**Written exercise**
Reproduce each of the items below verbatim, and leave the pictures out of your copy.

**Material supplied**
::::::::::
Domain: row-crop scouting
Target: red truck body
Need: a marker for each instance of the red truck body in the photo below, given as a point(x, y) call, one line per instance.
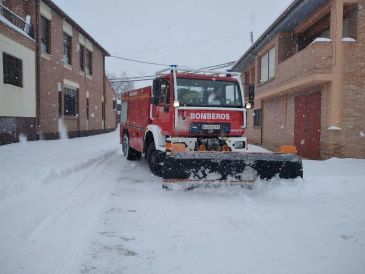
point(192, 125)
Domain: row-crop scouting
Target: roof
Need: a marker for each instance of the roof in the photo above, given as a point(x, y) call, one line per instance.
point(74, 24)
point(296, 13)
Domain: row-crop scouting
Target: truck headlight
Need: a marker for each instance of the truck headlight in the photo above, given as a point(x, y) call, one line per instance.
point(239, 144)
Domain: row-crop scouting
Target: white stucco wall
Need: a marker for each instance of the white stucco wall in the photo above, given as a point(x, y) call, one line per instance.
point(16, 101)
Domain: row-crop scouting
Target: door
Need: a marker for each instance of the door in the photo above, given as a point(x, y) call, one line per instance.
point(307, 129)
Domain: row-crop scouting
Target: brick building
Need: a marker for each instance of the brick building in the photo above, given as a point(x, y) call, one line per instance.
point(308, 69)
point(70, 82)
point(17, 77)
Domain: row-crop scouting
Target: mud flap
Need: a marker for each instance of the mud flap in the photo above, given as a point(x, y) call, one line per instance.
point(230, 166)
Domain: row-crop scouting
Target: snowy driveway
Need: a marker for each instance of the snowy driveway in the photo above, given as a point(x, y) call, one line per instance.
point(75, 206)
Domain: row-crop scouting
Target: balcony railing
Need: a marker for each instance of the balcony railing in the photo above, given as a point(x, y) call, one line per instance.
point(16, 20)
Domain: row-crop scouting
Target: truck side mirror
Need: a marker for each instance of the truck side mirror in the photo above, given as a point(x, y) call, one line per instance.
point(251, 96)
point(156, 91)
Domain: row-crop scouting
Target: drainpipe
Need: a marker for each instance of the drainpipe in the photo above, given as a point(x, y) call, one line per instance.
point(104, 92)
point(37, 67)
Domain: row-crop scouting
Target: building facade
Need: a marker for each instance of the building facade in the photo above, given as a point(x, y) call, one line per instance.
point(69, 65)
point(17, 77)
point(308, 70)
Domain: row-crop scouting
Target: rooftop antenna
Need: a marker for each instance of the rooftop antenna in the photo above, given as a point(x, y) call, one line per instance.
point(251, 37)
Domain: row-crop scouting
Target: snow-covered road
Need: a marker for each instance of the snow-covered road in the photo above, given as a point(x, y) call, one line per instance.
point(75, 206)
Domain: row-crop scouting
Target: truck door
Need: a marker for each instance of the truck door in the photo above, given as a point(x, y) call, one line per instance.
point(162, 99)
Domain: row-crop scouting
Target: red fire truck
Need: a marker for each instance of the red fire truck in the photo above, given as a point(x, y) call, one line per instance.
point(190, 126)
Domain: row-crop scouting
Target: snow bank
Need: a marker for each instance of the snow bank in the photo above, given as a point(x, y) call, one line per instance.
point(28, 165)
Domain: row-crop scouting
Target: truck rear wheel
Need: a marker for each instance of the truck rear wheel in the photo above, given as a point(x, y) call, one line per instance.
point(155, 158)
point(128, 152)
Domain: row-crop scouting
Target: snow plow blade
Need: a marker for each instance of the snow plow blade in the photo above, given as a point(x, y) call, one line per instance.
point(230, 167)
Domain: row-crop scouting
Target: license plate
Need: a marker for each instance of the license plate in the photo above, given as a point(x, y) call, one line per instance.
point(211, 127)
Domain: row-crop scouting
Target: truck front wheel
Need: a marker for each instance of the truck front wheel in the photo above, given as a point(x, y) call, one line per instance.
point(128, 152)
point(155, 158)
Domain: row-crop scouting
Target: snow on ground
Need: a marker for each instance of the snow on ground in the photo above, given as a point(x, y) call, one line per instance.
point(75, 206)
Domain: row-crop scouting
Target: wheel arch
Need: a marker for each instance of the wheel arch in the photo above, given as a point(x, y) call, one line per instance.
point(153, 133)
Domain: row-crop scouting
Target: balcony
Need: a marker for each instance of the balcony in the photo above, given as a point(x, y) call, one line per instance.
point(309, 66)
point(14, 21)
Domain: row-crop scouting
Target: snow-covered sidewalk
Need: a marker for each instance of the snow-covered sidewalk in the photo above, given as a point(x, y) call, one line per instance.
point(75, 206)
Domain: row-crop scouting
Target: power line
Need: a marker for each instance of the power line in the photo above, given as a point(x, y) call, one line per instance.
point(151, 77)
point(138, 61)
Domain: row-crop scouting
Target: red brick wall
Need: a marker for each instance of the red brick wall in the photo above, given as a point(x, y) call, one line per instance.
point(53, 72)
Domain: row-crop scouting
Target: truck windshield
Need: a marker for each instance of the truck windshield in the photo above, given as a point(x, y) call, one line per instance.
point(208, 93)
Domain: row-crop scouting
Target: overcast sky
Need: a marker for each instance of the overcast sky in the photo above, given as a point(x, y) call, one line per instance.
point(193, 33)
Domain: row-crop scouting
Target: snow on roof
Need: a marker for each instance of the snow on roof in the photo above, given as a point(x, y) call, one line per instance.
point(12, 26)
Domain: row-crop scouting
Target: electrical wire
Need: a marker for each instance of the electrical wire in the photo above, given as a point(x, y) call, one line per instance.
point(138, 61)
point(151, 77)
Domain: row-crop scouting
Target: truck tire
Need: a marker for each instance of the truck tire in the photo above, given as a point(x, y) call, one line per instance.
point(128, 152)
point(155, 159)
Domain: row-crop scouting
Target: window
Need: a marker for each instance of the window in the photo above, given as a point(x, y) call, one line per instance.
point(87, 109)
point(70, 102)
point(350, 22)
point(45, 35)
point(257, 117)
point(268, 65)
point(88, 62)
point(124, 112)
point(67, 47)
point(208, 93)
point(13, 70)
point(82, 58)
::::::::::
**In response**
Domain: row-crop scouting
Target: red truck body
Need: a marker for each instance of the red truck body in the photo below, given as a point(x, y) call, one line per instance.
point(192, 125)
Domain: row-crop scouting
Target: roof
Need: a marker for each instance of the roof in the photo above, given as a point(x, y) call, one line per instance.
point(74, 24)
point(296, 13)
Domain: row-crop scouting
Target: truck headlight
Need: a marker for each instance of the truck headlight in the photo above, given as a point(x, y) call, one line per instance.
point(239, 144)
Domain: row-crop scouting
Target: white stucco wall
Need: a marker for each instance of the white stucco wall in the photo above, given as a point(x, y) call, one line per instance.
point(16, 101)
Domain: row-crop scouting
Target: door
Need: a marker for each instance of the door in the photo above, given as a point(x, y) call, one line per instance.
point(307, 129)
Domain: row-crop scouting
Target: brick building
Need: a marker for each instance of the brick building in the photo above, given as a point(x, y) call, one line per instance.
point(308, 69)
point(70, 82)
point(17, 77)
Domain: row-crop scouting
Target: mud flap
Need: a marker for each instance of the mud flap in the photo above, given as a point(x, y) call, one line per instance.
point(230, 166)
Domain: row-crop scouting
Target: snowy driveway
Need: a marker for each instance of the snowy driveway in the photo above, given as a point(x, y) call, one line per instance.
point(75, 206)
Domain: row-crop scouting
Target: balcony railing
Need: a marker for each instance of the balcony railing in the photo above, given as a point(x, y) call, one line per instance.
point(16, 20)
Domain: row-crop scouting
Target: truck side mirror
Need: a marker for each instance of the truck side mirror in the photo above, given as a point(x, y) call, one line per instance.
point(251, 96)
point(156, 91)
Domain: row-crop scouting
Target: drainpipe
Need: a marker for each instance of the drainpipe in the photo above, given as a point(x, y) call, one line per instance.
point(104, 92)
point(37, 67)
Domain: row-crop scouting
Target: building facade
Need: a marker for each instance of the building facade in the photo above, given as a point(x, y) call, one line per instance.
point(69, 65)
point(17, 77)
point(308, 70)
Domain: row-crop scouting
Target: rooftop antenna
Need: a marker for each instance of the rooftop antenna in the photo above, given as a point(x, y) call, one line per instance.
point(251, 37)
Domain: row-crop scouting
Target: snow-covered road
Need: a marker for each instance of the snow-covered road in the photo above, given as a point(x, y) call, one line per instance.
point(75, 206)
Domain: row-crop scouting
Target: truck door
Need: a marker for each instance of the truck door in the photo above, given as a point(x, y) call, one line per instance.
point(162, 99)
Domain: row-crop scouting
Target: red fire truck
Need: a marker for each instance of the red fire truck in the photo above, given as a point(x, y) call, one line per instance.
point(190, 126)
Domain: row-crop scouting
Target: snow bank
Need: a marker for each instance of the snow bank in the photo above, given as a point(x, y) call, one line per instance.
point(28, 165)
Domain: row-crop scouting
Target: truck rear wheel
Need: a marker for each instance of the truck rear wheel in the photo above, given as a point(x, y) call, one line per instance.
point(155, 158)
point(128, 152)
Domain: row-crop scouting
Target: snow plow blade
Need: a marker for each instance of the snow plow blade in the photo above, given as a point(x, y) call, one line per instance.
point(230, 167)
Domain: row-crop scouting
Target: license plate
Need: a marker for each instance of the license plate in the photo above, given as a point(x, y) call, one line per instance.
point(211, 127)
Domain: row-crop scouting
Target: truck front wheel
Need: a marker for each instance of the truck front wheel in the photo above, given as a point(x, y) call, one line per instance.
point(128, 152)
point(155, 158)
Domain: row-crop scouting
Target: snow on ground
Need: a marker for each instance of the snow on ground in the photo above, given as a point(x, y) call, one line per instance.
point(75, 206)
Domain: row-crop scouting
Target: wheel arch
Need: a marker for each instance of the wheel arch in the photo above, given as a point(x, y) call, one line per instance.
point(153, 133)
Domain: row-crop scouting
Target: balcony
Need: a marker for each instance of the balcony in the photo above, given as a point(x, y) call, one line per instance.
point(309, 66)
point(14, 21)
Domain: row-crop scouting
Target: snow-covered sidewalk
Need: a marker for each instance of the snow-covered sidewalk in the photo above, given as a point(x, y) call, one line per instance.
point(75, 206)
Domain: row-crop scouting
Target: power line
Need: a marker for each instance of the power line in the photo above, given as a point(x, y) call, one line per instance.
point(151, 77)
point(138, 61)
Domain: row-crop scouting
Target: red brick wall
Need: a marker for each instance of the red brick wall in the photo above, given as a point(x, y) call, one line per instance.
point(53, 72)
Domain: row-crop scouting
Target: truck windshield
Need: a marker for each instance of the truck windshield in the photo above, given as a point(x, y) call, one line per instance.
point(208, 93)
Domain: row-crop scouting
Target: overcast sky
Need: a marker for each instance of the overcast sky in the photo above, given as a point(x, y) call, one line per instance.
point(193, 33)
Domain: row-crop scouting
Target: snow on roof
Need: a marker for each instance of the snow on roof in the photo above, given as a point(x, y) call, one line per instance.
point(12, 26)
Domain: row-crop scouting
Target: electrical wire
Need: a marker for each instance of the electrical wire in the photo above, given as a point(x, y) call, one line per instance.
point(138, 61)
point(151, 77)
Domain: row-crop scouting
Target: truck tire
Need: a marker for each instance of the truck tire in the photo above, given as a point(x, y) call, one line per instance.
point(128, 152)
point(155, 159)
Domain: row-crop scouting
Target: window
Need: a marker for each instance of the window in the photo above, given as a point(x, y) call, one line per instance.
point(87, 109)
point(70, 102)
point(350, 22)
point(45, 35)
point(257, 117)
point(268, 65)
point(88, 62)
point(124, 112)
point(67, 47)
point(208, 93)
point(13, 70)
point(82, 58)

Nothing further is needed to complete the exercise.